--- begin ---

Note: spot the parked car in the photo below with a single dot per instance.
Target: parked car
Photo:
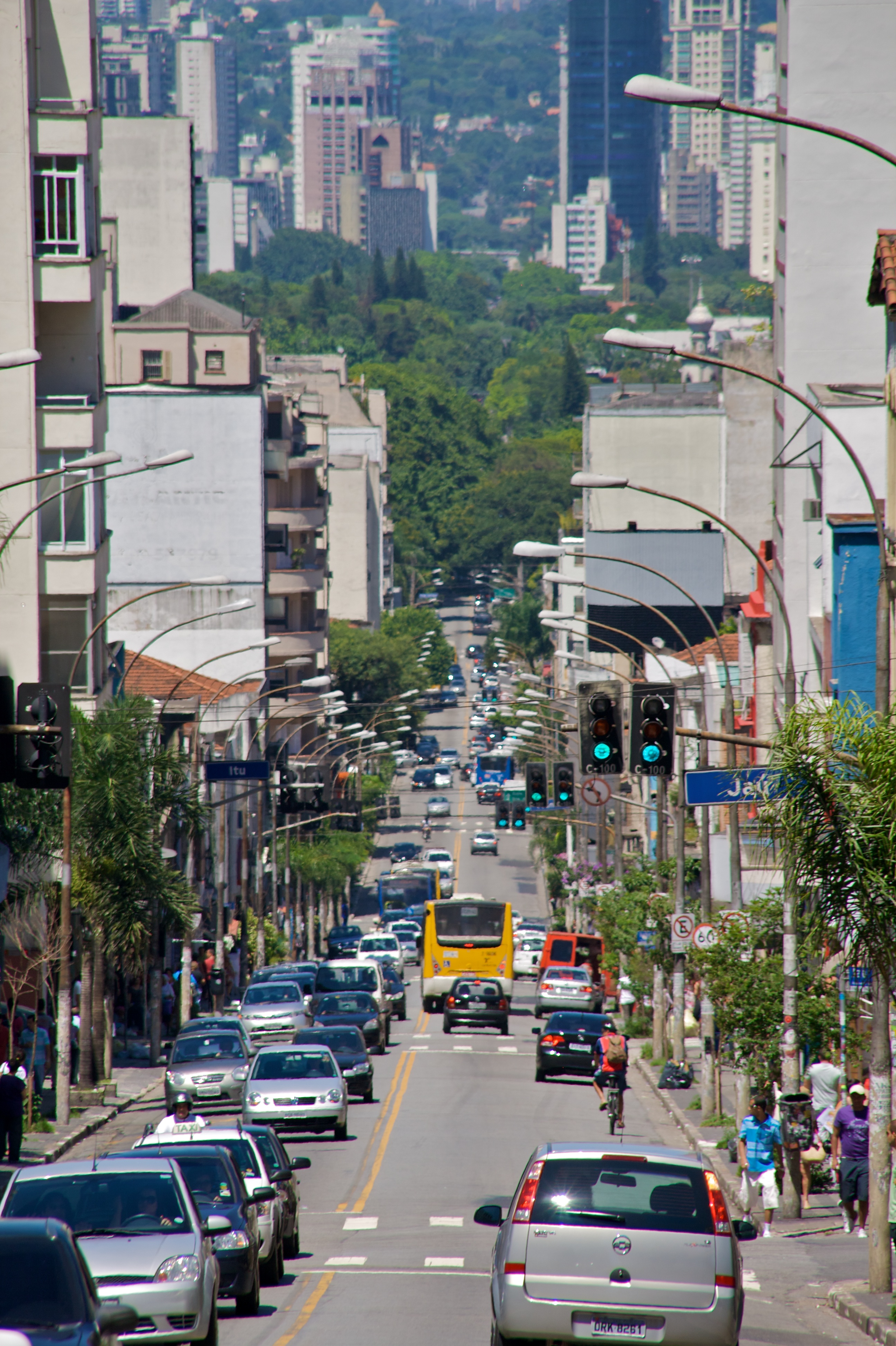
(567, 988)
(46, 1283)
(477, 1002)
(349, 1048)
(251, 1166)
(342, 941)
(356, 1010)
(567, 1044)
(644, 1217)
(296, 1089)
(272, 1011)
(483, 843)
(209, 1067)
(141, 1235)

--- end ---

Requirement:
Copy out every line of the records above word for word, leaving out the pictures.

Result for this task:
Note: spot the parked car in the photo below with a single dot per instance.
Target: parked car
Photo:
(567, 988)
(46, 1283)
(477, 1002)
(349, 1048)
(251, 1166)
(342, 941)
(356, 1010)
(567, 1044)
(644, 1217)
(296, 1089)
(272, 1011)
(483, 843)
(209, 1067)
(141, 1235)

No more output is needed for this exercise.